■ **THE REQUEST**: Repeat each entry as written, dropping any picture you find.

______________________________

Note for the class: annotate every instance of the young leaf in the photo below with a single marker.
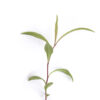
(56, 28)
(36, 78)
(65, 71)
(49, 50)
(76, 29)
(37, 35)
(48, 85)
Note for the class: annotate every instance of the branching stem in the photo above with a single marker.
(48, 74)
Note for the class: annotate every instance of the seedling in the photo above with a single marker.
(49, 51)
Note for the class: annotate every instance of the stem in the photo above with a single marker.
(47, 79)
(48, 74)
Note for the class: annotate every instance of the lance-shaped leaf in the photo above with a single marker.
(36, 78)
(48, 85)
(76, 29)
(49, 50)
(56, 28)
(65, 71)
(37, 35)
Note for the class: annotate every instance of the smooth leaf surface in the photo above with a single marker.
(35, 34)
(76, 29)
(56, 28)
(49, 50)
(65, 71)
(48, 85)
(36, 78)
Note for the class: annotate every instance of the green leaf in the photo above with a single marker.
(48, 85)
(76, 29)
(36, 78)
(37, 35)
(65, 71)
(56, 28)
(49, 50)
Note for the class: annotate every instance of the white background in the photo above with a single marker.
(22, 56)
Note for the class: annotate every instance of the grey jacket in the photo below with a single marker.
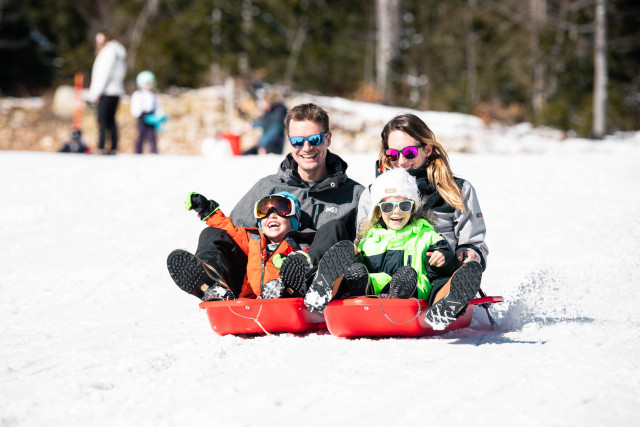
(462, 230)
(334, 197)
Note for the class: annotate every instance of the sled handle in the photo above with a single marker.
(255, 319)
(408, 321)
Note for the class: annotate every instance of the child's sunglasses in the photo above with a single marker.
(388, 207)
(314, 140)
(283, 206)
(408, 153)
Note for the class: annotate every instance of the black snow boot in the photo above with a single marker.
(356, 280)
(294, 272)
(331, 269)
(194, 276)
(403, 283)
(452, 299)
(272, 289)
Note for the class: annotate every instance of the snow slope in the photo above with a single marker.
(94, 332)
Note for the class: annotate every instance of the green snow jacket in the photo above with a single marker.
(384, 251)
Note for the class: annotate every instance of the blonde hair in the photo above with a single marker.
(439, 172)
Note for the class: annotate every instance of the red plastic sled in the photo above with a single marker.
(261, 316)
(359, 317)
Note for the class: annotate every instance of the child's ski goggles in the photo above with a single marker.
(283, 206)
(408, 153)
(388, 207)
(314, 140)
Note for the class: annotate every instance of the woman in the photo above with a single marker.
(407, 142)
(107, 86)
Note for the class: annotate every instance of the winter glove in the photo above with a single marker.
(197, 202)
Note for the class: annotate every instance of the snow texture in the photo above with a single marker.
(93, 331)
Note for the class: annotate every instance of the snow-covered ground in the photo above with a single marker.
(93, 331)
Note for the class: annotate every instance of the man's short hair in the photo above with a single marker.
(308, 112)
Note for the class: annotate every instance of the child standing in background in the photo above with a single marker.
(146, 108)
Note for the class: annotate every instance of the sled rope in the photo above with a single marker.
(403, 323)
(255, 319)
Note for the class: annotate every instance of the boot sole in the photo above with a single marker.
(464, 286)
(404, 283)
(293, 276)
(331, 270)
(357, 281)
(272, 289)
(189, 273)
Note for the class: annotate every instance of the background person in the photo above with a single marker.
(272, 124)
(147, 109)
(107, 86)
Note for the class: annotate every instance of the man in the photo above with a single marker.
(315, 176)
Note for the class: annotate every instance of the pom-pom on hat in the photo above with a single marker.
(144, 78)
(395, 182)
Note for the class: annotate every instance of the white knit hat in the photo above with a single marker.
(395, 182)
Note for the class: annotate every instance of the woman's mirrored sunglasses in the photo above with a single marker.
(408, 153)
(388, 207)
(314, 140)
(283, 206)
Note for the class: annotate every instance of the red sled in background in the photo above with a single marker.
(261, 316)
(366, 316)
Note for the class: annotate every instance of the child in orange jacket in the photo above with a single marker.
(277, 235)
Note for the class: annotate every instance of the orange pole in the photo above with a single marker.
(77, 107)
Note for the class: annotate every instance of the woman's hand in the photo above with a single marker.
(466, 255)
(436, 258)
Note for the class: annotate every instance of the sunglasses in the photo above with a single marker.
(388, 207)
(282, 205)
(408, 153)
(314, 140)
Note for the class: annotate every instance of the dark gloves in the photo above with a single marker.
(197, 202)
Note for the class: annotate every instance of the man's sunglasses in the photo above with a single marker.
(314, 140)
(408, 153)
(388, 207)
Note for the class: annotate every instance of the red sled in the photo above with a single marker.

______________________________

■ **ANSWER TO THE EXERCISE**:
Note for the class: annotate every instance of the young leaf in the photo below with a single marker.
(56, 28)
(36, 78)
(65, 71)
(49, 50)
(76, 29)
(37, 35)
(48, 85)
Note for the class: annotate every instance of the branching stem in the photo above with a single marker.
(48, 74)
Note for the class: annotate every instance of the seedling in the photo above with a single marker.
(49, 51)
Note for the class: annotate every instance of the stem in the photo above with a single marker.
(47, 79)
(48, 74)
Note for the class: annotate every instance of the lance-shaped leaf in the photo above with a single marker.
(36, 78)
(48, 85)
(76, 29)
(49, 50)
(56, 28)
(65, 71)
(37, 35)
Note for the class: annotate every instance of the smooth leaf surface in the photo above with a single marker.
(35, 34)
(76, 29)
(56, 28)
(49, 50)
(65, 71)
(48, 85)
(36, 78)
Note for the class: annotate every instance of the green leaf in the photo above with a single marker.
(48, 85)
(76, 29)
(36, 78)
(37, 35)
(65, 71)
(56, 28)
(49, 50)
Note for the class: annotate every instance of the white background in the photo above with a single marker.
(22, 56)
Note for the class: annotate every instance of the grey jacket in the photo below with a single marker.
(462, 230)
(334, 197)
Note for the class: annotate every instance of the sled handle in the photo above with a single marker.
(255, 319)
(408, 321)
Note for the class: annotate every instance of the child's sunglasses in the photo above with a single marker.
(388, 207)
(314, 140)
(283, 206)
(408, 153)
Note for the class: annotate every instance of the black snow boot in the photo above with a single marker.
(356, 280)
(294, 272)
(331, 269)
(194, 276)
(403, 283)
(452, 299)
(272, 289)
Note for the class: annotate every instance of the snow slope in the photo above with a single marker.
(94, 332)
Note for the class: annotate every instance of the green snow jacket in the photo above with a single marker.
(384, 251)
Note for the class: annotate every instance of the blonde hair in the photo above with a single marker.
(439, 172)
Note for the class: annotate every instance of the red plastic sled in the photo above with a single marker.
(261, 316)
(359, 317)
Note for the class: annotate every instance of the child's ski goggles in the photo above with a single marker.
(283, 206)
(408, 153)
(388, 207)
(314, 140)
Note for the class: annotate every instance of the woman in the photo above with a single marker.
(407, 142)
(107, 86)
Note for the class: annotate every instance of the winter glove in the photo above with a single marker.
(197, 202)
Note for the class: annotate every instance of the snow texture in the photo above with a single marker.
(93, 331)
Note for the class: annotate every instance of the snow-covered ground in the photo above with a single marker.
(93, 331)
Note for the class: annotate every instance of the man's short hair in the photo above with a single marker.
(308, 112)
Note for the class: annotate every instance of the child standing in background in the photo above with a single marker.
(146, 108)
Note for the class: annotate every instance of the sled rope in the photo above with a single marker.
(403, 323)
(255, 319)
Note for the class: annotate every instance of the boot sole in the photo above with a single marker.
(464, 286)
(404, 283)
(293, 276)
(331, 270)
(357, 281)
(272, 289)
(189, 273)
Note for the class: annotate every instance of the background person in the photo above with a single marker.
(272, 124)
(147, 109)
(107, 86)
Note for the class: annotate every instance of the man in the photo above with a single marker.
(315, 176)
Note for the class: annotate every instance of the pom-pom on hat in the photo above with a single marker.
(144, 78)
(395, 182)
Note for the class: annotate every instance of the white knit hat in the photo above with a single marker.
(395, 182)
Note for the class: annotate every instance of the woman's mirrored sunglasses in the photo above with a single marker.
(408, 153)
(388, 207)
(314, 140)
(283, 206)
Note for the class: annotate every instance of the red sled in background in the photo above with a single marker.
(261, 316)
(366, 316)
Note for the class: annotate every instance of the child in orange jacket in the photo above with a single marker.
(277, 235)
Note for the class: annotate every instance of the orange pole in the photo above with a single marker.
(77, 107)
Note for the class: annotate every instance of the woman's hand in the photo above with a single marker.
(466, 255)
(436, 258)
Note for the class: annotate every instance of the sunglasses in the photo above with a single marker.
(388, 207)
(282, 205)
(408, 153)
(314, 140)
Note for the class: annotate every instance of the dark gloves in the photo above with a single marker.
(197, 202)
Note for the class: annotate every instance of the man's sunglasses in the photo above with a single marker.
(314, 140)
(408, 153)
(388, 207)
Note for the class: annotate every instance of the red sled in the photo above with a single marker.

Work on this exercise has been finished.